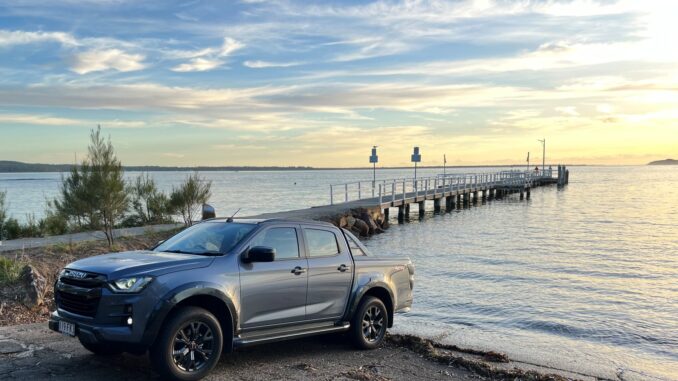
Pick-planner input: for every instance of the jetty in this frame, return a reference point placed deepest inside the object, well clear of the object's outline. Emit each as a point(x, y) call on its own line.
point(365, 206)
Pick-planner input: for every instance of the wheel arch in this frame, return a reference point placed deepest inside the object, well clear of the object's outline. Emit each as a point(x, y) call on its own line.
point(201, 295)
point(378, 290)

## YOUR OBJECTIVE
Give the data again with "reference point" swapped for "anchor point" everywhere and nothing else changed, and omit the pictures.

## EXPECTED ANSWER
Pick-planner input: for every instance of the jetty in this frame, return a anchor point placed deepest inside the object, well clear of the object's outline. Emit each as a point(x, y) call on its own line.
point(365, 206)
Pick-planner input: for every instance of the wheel arch in this frame, return a anchor point placed deepest inside the object, well clear of the object's outline. Emit each as a point(x, y) call on its own line.
point(201, 295)
point(378, 290)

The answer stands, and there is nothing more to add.